→ Extrait du texte
_ _ _
Depuis le 1er janvier 2024, MaPrimeRénov', dotée en 2023 de quelque 2,5 milliards d'euros, est davantage soumise à conditions, dans le but de l'allouer davantage à des rénovations "d'ampleur", plus lourdes et plus performantes, et moins à des "mono-gestes" (changement de chaudière ou de fenêtres, isolation du seul toit...).
Les ministères de la Transition écologique et du Logement ont annoncé reporter au 1er janvier 2025 la plupart de ces changements, accédant à une demande des organisations professionnelles du bâtiment qui les accusaient d'avoir porté un coup d'arrêt aux chantiers de rénovation.
"Mieux vaut une rénovation globale à un mono-geste mais mieux vaut un mono-geste plutôt que pas de rénovation du tout", a justifié le ministre de la Transition écologique Christophe Béchu.
La rénovation énergétique des logements est cruciale pour atteindre les objectifs climatiques de la France, l'usage des bâtiments représentant près d'un cinquième des émissions de gaz à effet de serre du pays.
Elle bénéficie depuis plusieurs années de moyens financiers importants, mais va souffrir des coupes budgétaires annoncées fin février par Bercy, l'augmentation du budget 2024 de MaPrimeRénov' ayant été sabrée à 600 millions contre 1,6 milliard annoncé initialement.
"Décoincer"
Les particuliers pourront ainsi bénéficier de MaPrimeRénov' sans devoir impérativement changer leur mode de chauffage, comme cela devait être le cas.
Ils ne seront plus tenus d'effectuer un diagnostic de performance énergétique (DPE) pour prétendre à l'aide, tandis que les propriétaires de logements classés F ou G, les étiquettes les moins performantes, ne seront finalement pas tenus de s'engager dans une rénovation d'ampleur.
"Ca va à l'inverse de ce qu'il faudrait faire", a réagi Carine Sebi, professeure à Grenoble Ecole de Management et spécialiste de la rénovation énergétique. "On sait très bien que ce genre d'investissements non rentables doivent être massivement soutenus par des aides".
_ _ _
→ Données à examiner
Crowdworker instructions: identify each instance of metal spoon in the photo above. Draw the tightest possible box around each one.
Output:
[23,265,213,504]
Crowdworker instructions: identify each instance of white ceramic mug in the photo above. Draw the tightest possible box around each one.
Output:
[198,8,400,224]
_ _ _
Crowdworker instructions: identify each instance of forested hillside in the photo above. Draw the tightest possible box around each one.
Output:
_ _ _
Recopiez le passage de l'article sur MaPrimeRénov', depuis « Depuis le 1er » jusqu'à « du seul toit...). » inclus. Les lignes ne servent pas pour répondre.

Depuis le 1er janvier 2024, MaPrimeRénov', dotée en 2023 de quelque 2,5 milliards d'euros, est davantage soumise à conditions, dans le but de l'allouer davantage à des rénovations "d'ampleur", plus lourdes et plus performantes, et moins à des "mono-gestes" (changement de chaudière ou de fenêtres, isolation du seul toit...).